Task instructions: From the first line to the last, restate every record word for word, leaving out the pictures.

Material to process:
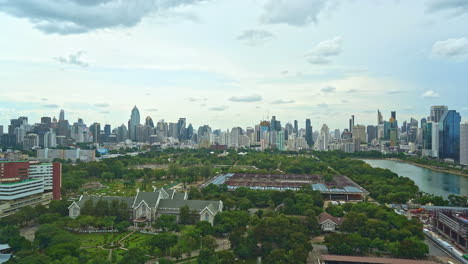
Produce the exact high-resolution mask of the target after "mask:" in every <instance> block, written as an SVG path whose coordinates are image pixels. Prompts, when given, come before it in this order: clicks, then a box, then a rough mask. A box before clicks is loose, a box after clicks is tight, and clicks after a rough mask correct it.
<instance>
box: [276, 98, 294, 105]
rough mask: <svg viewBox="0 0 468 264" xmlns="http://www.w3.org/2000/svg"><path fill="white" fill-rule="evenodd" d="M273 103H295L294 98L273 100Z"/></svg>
mask: <svg viewBox="0 0 468 264" xmlns="http://www.w3.org/2000/svg"><path fill="white" fill-rule="evenodd" d="M271 103H272V104H292V103H294V100H285V99H279V100H275V101H273V102H271Z"/></svg>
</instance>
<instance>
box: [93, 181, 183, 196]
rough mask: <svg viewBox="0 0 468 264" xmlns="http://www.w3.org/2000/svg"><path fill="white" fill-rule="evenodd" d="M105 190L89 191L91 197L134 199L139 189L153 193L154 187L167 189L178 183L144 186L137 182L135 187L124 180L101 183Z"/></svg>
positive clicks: (160, 184) (134, 184)
mask: <svg viewBox="0 0 468 264" xmlns="http://www.w3.org/2000/svg"><path fill="white" fill-rule="evenodd" d="M100 182H101V183H102V184H103V185H104V186H105V188H102V189H92V190H87V193H88V194H89V195H103V196H124V197H132V196H135V194H136V189H137V188H139V189H140V190H141V191H152V190H153V187H152V186H156V187H157V188H167V187H169V186H172V185H174V184H175V183H176V182H175V181H173V180H158V181H154V182H149V183H148V184H146V186H144V184H143V183H141V182H138V181H135V182H134V184H133V185H125V184H124V182H125V181H124V180H114V181H113V182H104V181H100Z"/></svg>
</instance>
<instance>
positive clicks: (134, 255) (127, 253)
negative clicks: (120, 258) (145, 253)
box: [118, 248, 147, 264]
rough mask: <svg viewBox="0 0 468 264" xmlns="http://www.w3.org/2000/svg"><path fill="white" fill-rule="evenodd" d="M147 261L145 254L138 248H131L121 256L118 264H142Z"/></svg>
mask: <svg viewBox="0 0 468 264" xmlns="http://www.w3.org/2000/svg"><path fill="white" fill-rule="evenodd" d="M146 260H147V258H146V255H145V252H143V250H141V249H139V248H131V249H129V250H127V251H125V253H124V254H123V258H122V259H121V260H120V261H119V262H118V263H119V264H144V263H145V261H146Z"/></svg>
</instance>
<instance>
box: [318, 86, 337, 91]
mask: <svg viewBox="0 0 468 264" xmlns="http://www.w3.org/2000/svg"><path fill="white" fill-rule="evenodd" d="M320 91H322V93H334V92H335V91H336V88H335V87H333V86H325V87H323V88H322V89H320Z"/></svg>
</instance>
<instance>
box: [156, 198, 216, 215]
mask: <svg viewBox="0 0 468 264" xmlns="http://www.w3.org/2000/svg"><path fill="white" fill-rule="evenodd" d="M186 205H187V206H188V207H189V209H190V210H191V211H192V210H194V211H197V212H200V211H201V210H203V209H204V208H205V207H208V208H209V209H210V210H211V211H212V212H213V213H216V212H218V211H219V201H204V200H161V201H160V202H159V207H158V210H165V209H180V208H181V207H184V206H186Z"/></svg>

Written response:
Produce the exact high-resolution mask of the target after "mask:" in every <instance> block, written as an SVG path whose coordinates are image pixels. Prompts, when given, come before it in this order: clicks, then a box, then a rough mask. A box before clicks is loose, a box after clicks is tight, and clicks after a rough mask correct it.
<instance>
box: [276, 98, 294, 105]
rough mask: <svg viewBox="0 0 468 264" xmlns="http://www.w3.org/2000/svg"><path fill="white" fill-rule="evenodd" d="M273 103H295L294 98L273 100Z"/></svg>
mask: <svg viewBox="0 0 468 264" xmlns="http://www.w3.org/2000/svg"><path fill="white" fill-rule="evenodd" d="M271 103H272V104H292V103H294V100H285V99H279V100H275V101H273V102H271Z"/></svg>
</instance>
<instance>
box: [93, 181, 183, 196]
rough mask: <svg viewBox="0 0 468 264" xmlns="http://www.w3.org/2000/svg"><path fill="white" fill-rule="evenodd" d="M105 190L89 191L91 197L134 199L139 189L153 193L154 187L167 189L178 183L144 186L137 182L135 187L124 180L101 183Z"/></svg>
positive clicks: (160, 184) (134, 184)
mask: <svg viewBox="0 0 468 264" xmlns="http://www.w3.org/2000/svg"><path fill="white" fill-rule="evenodd" d="M100 182H101V183H102V184H103V185H104V186H105V188H102V189H92V190H87V193H88V194H89V195H103V196H124V197H132V196H135V194H136V189H137V188H139V189H140V190H141V191H152V190H153V187H152V186H156V187H157V188H167V187H169V186H172V185H174V184H175V183H176V182H175V181H173V180H158V181H154V182H149V183H148V184H146V186H144V184H143V183H141V182H138V181H135V182H134V184H133V185H125V184H124V182H125V181H124V180H114V181H113V182H104V181H100Z"/></svg>
</instance>
<instance>
positive clicks: (134, 255) (127, 253)
negative clicks: (120, 258) (145, 253)
box: [118, 248, 147, 264]
rough mask: <svg viewBox="0 0 468 264" xmlns="http://www.w3.org/2000/svg"><path fill="white" fill-rule="evenodd" d="M147 261L145 254L138 248H131L121 256L118 264H142Z"/></svg>
mask: <svg viewBox="0 0 468 264" xmlns="http://www.w3.org/2000/svg"><path fill="white" fill-rule="evenodd" d="M146 260H147V258H146V255H145V252H143V250H141V249H139V248H131V249H129V250H127V251H125V253H124V254H123V258H122V259H121V260H120V261H119V262H118V263H119V264H144V263H145V261H146Z"/></svg>
</instance>
<instance>
box: [318, 86, 337, 91]
mask: <svg viewBox="0 0 468 264" xmlns="http://www.w3.org/2000/svg"><path fill="white" fill-rule="evenodd" d="M320 91H322V93H334V92H335V91H336V88H335V87H333V86H325V87H323V88H322V89H320Z"/></svg>
</instance>
<instance>
box: [156, 198, 216, 215]
mask: <svg viewBox="0 0 468 264" xmlns="http://www.w3.org/2000/svg"><path fill="white" fill-rule="evenodd" d="M186 205H187V206H188V207H189V209H190V210H191V211H192V210H194V211H197V212H200V211H201V210H203V209H204V208H205V207H208V208H209V209H210V210H211V211H212V212H213V213H216V212H218V211H219V201H204V200H161V201H160V202H159V207H158V210H165V209H180V208H181V207H184V206H186Z"/></svg>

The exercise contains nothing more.